» **DATASET**:

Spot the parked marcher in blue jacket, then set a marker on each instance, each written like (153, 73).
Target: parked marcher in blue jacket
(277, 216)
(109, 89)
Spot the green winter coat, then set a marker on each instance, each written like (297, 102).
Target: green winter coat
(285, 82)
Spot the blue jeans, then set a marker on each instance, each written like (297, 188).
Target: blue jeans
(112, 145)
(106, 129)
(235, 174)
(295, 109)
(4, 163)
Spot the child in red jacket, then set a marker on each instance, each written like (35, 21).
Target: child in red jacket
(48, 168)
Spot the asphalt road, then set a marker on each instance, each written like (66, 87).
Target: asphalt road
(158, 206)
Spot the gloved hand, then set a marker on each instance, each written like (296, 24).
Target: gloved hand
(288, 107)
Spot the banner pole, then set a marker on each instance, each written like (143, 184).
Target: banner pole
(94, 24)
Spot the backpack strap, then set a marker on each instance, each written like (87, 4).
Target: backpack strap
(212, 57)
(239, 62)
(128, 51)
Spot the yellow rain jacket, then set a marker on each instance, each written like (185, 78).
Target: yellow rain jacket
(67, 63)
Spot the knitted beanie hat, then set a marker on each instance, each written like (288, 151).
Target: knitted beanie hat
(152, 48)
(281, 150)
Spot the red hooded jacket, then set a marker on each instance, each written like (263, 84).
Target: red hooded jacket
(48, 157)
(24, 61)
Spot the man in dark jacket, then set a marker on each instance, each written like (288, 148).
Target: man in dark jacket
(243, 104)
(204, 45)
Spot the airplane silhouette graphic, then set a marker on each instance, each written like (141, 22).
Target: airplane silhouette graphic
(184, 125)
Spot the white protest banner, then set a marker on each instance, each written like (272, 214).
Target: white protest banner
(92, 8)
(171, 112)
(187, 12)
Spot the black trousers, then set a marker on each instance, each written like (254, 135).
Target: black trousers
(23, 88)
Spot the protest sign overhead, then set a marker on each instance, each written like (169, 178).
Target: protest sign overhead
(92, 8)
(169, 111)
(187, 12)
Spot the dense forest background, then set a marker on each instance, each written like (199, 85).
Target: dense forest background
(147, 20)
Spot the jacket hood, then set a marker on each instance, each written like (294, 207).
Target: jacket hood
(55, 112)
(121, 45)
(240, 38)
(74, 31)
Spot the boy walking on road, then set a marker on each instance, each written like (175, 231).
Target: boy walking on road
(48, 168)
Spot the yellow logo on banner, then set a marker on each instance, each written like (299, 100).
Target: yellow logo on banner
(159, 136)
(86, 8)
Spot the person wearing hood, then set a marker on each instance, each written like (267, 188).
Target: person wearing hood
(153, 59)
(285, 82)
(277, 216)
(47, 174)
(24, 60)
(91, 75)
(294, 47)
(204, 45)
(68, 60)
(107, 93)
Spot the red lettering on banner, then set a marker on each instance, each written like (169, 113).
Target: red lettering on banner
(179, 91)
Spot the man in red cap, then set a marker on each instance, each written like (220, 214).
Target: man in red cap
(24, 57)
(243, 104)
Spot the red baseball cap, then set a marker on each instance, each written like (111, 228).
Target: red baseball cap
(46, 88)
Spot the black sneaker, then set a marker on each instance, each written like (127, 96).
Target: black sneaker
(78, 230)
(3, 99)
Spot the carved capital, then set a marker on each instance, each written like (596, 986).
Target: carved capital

» **TASK OBJECTIVE**:
All of the data needs to be reproduced exactly, with no line missing.

» **EXPECTED ANSWER**:
Spot the parked marcher in blue jacket, then set a marker on each instance, each written like (153, 73).
Target: parked marcher in blue jacket
(277, 216)
(109, 89)
Spot the green winter coat, then set a marker on each instance, each written like (297, 102).
Target: green winter coat
(285, 82)
Spot the blue jeans, then set a marker on each instance, each written like (297, 188).
Target: blue jeans
(112, 145)
(106, 129)
(235, 174)
(295, 109)
(4, 163)
Spot the child in red jacket, then set a marker on each instance, each written like (35, 21).
Target: child in red jacket
(48, 168)
Spot the asphalt road, then set a marker on each instance, each written like (66, 87).
Target: asphalt road
(158, 206)
Spot the gloved hand, then set a marker on each instance, each written like (296, 24).
Target: gloved hand
(288, 107)
Spot the banner pole, then set a marker on each instance, each written like (143, 184).
Target: banner pole
(94, 24)
Spot the backpack strap, then set a marker on each instance, each written like (87, 4).
Target: backpack strap
(212, 57)
(239, 62)
(128, 51)
Spot the yellow rain jacket, then set a marker on each instance, each written like (185, 78).
Target: yellow rain jacket
(67, 63)
Spot the knitted beanie hat, then set a marker on each instance, each written like (288, 151).
Target: knitted beanie hat
(152, 48)
(281, 150)
Spot the red hooded jacket, then set a marker on each instance, each written like (263, 84).
Target: red hooded jacket
(48, 157)
(24, 61)
Spot the man in dark jacket, then set a marker on each instance, each written like (288, 148).
Target: man in dark jacket
(243, 104)
(204, 45)
Spot the airplane silhouette graphic, then set a marker on each instance, each written like (141, 22).
Target: airplane silhouette graphic
(184, 125)
Spot the white protest banner, then set a marker on each instance, each written like (272, 214).
Target: white protest banner
(92, 8)
(171, 112)
(187, 12)
Spot the black trousers, then set a marker on each instance, each written like (254, 135).
Target: black trousers
(23, 88)
Spot the protest sign overhead, then set a marker on each instance, each written like (169, 178).
Target: protest sign overhead
(92, 8)
(169, 111)
(187, 12)
Spot the dense forest background, then set a marker on each instance, each written like (199, 85).
Target: dense forest background
(147, 20)
Spot the jacket hood, then set a marker on each instance, each written like (294, 207).
Target: jacket hood
(55, 112)
(121, 45)
(240, 38)
(74, 31)
Spot the boy walking on road, then set a marker on each instance, each written like (175, 231).
Target: boy walking on road
(48, 168)
Spot the yellow logo on banner, then set a marker on each instance, each written like (299, 100).
Target: yellow logo on banner
(159, 136)
(86, 8)
Spot the person wearing hood, then set a marker on each instance, each written like (267, 188).
Target: person wearing hood
(153, 59)
(285, 82)
(277, 216)
(47, 174)
(24, 60)
(91, 75)
(294, 47)
(204, 45)
(68, 60)
(107, 93)
Spot the red lettering on banner, then set a marker on each instance, each written like (169, 113).
Target: red lettering on banner
(179, 91)
Spot the man in red cap, then set a marker on each instance, each written like (220, 214).
Target: man in red cap
(24, 57)
(243, 104)
Spot the red baseball cap, then set a marker on each instance, each written like (111, 228).
Target: red baseball cap
(46, 88)
Spot the black sneaker, then set a marker on each instance, each written like (127, 96).
Target: black sneaker
(78, 230)
(3, 99)
Spot the carved capital, then set a marker on each instance, each written like (596, 986).
Target: carved capital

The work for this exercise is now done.